**What to work on**
Extract each line of the data and write it out again exactly.

**Data listing**
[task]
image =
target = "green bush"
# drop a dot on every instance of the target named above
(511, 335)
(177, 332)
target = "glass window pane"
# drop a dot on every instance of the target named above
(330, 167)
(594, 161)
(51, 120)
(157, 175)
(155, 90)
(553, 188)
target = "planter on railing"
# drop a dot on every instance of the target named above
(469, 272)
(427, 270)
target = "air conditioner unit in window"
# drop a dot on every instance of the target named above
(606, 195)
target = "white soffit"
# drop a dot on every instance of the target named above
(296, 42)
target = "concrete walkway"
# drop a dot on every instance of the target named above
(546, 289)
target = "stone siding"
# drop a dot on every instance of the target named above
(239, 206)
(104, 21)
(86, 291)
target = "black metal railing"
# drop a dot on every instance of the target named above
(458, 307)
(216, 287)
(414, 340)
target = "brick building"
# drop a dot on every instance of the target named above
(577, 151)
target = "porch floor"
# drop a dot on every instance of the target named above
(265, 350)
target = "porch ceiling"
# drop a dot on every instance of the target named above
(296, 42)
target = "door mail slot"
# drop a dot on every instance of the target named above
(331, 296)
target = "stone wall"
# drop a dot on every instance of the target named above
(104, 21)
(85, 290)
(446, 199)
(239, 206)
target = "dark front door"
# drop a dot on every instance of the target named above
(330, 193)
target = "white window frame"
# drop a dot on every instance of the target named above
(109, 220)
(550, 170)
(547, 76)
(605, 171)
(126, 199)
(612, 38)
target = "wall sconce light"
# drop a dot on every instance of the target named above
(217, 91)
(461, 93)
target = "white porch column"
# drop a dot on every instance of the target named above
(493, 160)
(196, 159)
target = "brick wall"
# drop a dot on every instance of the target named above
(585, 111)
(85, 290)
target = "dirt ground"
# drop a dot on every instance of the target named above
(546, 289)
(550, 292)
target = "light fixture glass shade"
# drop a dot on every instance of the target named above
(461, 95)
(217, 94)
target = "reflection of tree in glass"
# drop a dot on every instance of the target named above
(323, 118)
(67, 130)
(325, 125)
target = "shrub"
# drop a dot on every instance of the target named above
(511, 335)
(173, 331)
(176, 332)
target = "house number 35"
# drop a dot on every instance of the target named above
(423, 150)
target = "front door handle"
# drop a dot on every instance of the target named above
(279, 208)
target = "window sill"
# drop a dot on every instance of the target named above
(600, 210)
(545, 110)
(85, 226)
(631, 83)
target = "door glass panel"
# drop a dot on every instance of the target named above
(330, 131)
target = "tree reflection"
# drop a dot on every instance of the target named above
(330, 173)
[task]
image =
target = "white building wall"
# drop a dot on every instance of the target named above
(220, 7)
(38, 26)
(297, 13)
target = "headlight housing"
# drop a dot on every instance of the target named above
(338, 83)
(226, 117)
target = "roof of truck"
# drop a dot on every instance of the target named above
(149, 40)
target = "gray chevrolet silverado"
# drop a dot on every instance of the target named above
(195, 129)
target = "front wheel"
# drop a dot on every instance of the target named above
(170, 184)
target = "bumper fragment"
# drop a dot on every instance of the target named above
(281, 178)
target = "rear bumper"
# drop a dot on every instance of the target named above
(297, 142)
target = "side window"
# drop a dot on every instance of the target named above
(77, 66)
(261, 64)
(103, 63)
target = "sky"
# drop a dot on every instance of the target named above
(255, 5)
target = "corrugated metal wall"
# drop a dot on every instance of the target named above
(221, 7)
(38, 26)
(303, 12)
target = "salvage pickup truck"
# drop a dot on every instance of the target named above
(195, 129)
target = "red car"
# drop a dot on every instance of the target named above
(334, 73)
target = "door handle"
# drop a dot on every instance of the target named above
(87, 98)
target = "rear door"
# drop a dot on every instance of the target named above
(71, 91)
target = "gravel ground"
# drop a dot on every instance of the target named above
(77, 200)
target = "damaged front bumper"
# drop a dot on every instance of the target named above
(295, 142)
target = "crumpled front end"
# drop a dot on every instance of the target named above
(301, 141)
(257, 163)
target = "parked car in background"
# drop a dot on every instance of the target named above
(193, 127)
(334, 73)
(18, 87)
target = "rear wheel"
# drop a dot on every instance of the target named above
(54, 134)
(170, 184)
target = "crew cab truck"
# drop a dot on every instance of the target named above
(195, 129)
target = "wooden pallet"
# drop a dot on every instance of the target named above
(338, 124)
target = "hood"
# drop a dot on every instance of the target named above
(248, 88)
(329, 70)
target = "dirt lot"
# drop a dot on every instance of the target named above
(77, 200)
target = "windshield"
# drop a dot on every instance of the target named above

**The solution**
[task]
image =
target = "green bush"
# drop a dot on every instance of the target named above
(511, 335)
(177, 332)
target = "glass window pane"
# drop a dot on every instance of the target named above
(330, 167)
(594, 161)
(51, 120)
(157, 175)
(155, 90)
(553, 188)
target = "planter on railing"
# drop a dot on every instance of the target named above
(469, 272)
(427, 270)
target = "air conditioner unit in window"
# drop a dot on every instance of the target named above
(606, 195)
target = "white soffit"
# drop a dot on every instance of the target named above
(296, 42)
target = "concrete walkway"
# drop a dot on every instance of the target named above
(546, 289)
target = "stone siding"
# drop a dot on every instance of the target named above
(239, 206)
(104, 21)
(86, 291)
target = "black metal railing"
# drop a dot on every instance of the target named above
(458, 307)
(216, 287)
(414, 340)
target = "brick building"
# drop a dot on every instance of the target named above
(577, 151)
target = "porch floor"
# drop a dot on every instance of the target named above
(265, 350)
target = "porch ceiling"
# drop a dot on every instance of the target named above
(296, 42)
target = "door mail slot"
# drop a dot on every instance of the target named above
(331, 296)
target = "stone wall"
# drop a dot on every instance of the target named above
(104, 21)
(85, 290)
(446, 199)
(239, 206)
target = "dark front door"
# drop a dot on every instance of the target named above
(330, 193)
target = "white window frame"
# drop a dot on every instance of the target named above
(109, 220)
(550, 170)
(547, 76)
(605, 171)
(126, 199)
(612, 38)
target = "wall sconce light"
# drop a dot on every instance of the target named above
(217, 91)
(461, 93)
target = "white porch column"
# drop a dot on every instance of the target named above
(493, 160)
(196, 159)
target = "brick wall"
# drop a dot on every instance of the target named above
(585, 111)
(85, 290)
target = "dirt ground"
# drop a dot on every instance of the target named above
(546, 289)
(550, 292)
target = "light fixture glass shade"
# drop a dot on every instance of the target named above
(461, 95)
(217, 94)
target = "reflection of tree in glass"
# drop a dot on every instance of the target named above
(323, 118)
(67, 130)
(325, 125)
target = "shrub"
# drop a dot on every instance of the target named above
(511, 335)
(173, 331)
(176, 332)
target = "house number 35"
# drop a dot on every instance of the target named above
(423, 150)
target = "front door handle"
# drop a dot on every instance of the target named above
(279, 208)
target = "window sill"
# drop a dot on every instance of the target named above
(600, 210)
(545, 110)
(85, 226)
(631, 83)
target = "door glass panel"
# drop a dot on every instance of the target named above
(330, 131)
target = "tree reflection"
# drop a dot on every instance of the target named above
(330, 173)
[task]
image =
target = "white building wall"
# drop a dot on every instance of the target named above
(220, 7)
(38, 26)
(297, 13)
target = "headlight housing"
# drop a dot on every instance of the target named above
(338, 83)
(226, 117)
target = "roof of truck"
# drop a dot on every instance of the target named above
(149, 40)
target = "gray chevrolet silverado"
# drop a dot on every instance of the target named above
(195, 129)
target = "front wheel"
# drop a dot on every instance of the target named above
(170, 184)
target = "bumper fragment"
# drop a dot on every instance of the target named above
(281, 178)
target = "rear bumper"
# drop a dot on every instance of the target named above
(297, 142)
target = "side window"
# drop a dot on every instance of the target named above
(77, 66)
(261, 64)
(103, 63)
target = "sky"
# drop a dot on every instance of the target named above
(255, 5)
target = "corrugated metal wall"
# drop a dot on every instance of the target named above
(221, 7)
(38, 26)
(303, 12)
target = "salvage pickup truck"
# drop a dot on every instance of the target named above
(195, 129)
target = "red car"
# drop a dot on every instance of the target named above
(334, 73)
target = "door handle"
# drop a dot on every instance of the target named above
(87, 98)
target = "rear door"
# drop a dot on every instance of the target named above
(71, 91)
target = "gravel ground"
# drop a dot on every instance of the target named above
(77, 200)
target = "damaged front bumper"
# drop a dot on every instance of the target named above
(295, 142)
target = "crumpled front end"
# drop a dot on every instance of the target named above
(301, 141)
(257, 163)
target = "parked car in background"
# drop a dot on every instance of the target named above
(193, 127)
(334, 73)
(18, 87)
target = "rear wheel"
# drop a dot on every instance of the target named above
(54, 134)
(170, 184)
target = "crew cab truck"
# drop a dot on every instance of the target named above
(195, 129)
target = "wooden pallet"
# drop a dot on every instance of the target named above
(338, 124)
target = "hood"
# drop a dot on every instance of the target named above
(248, 88)
(329, 70)
target = "dirt lot"
# drop a dot on every instance of the target named above
(77, 200)
target = "windshield"
# drop a dot on every instance of the target named above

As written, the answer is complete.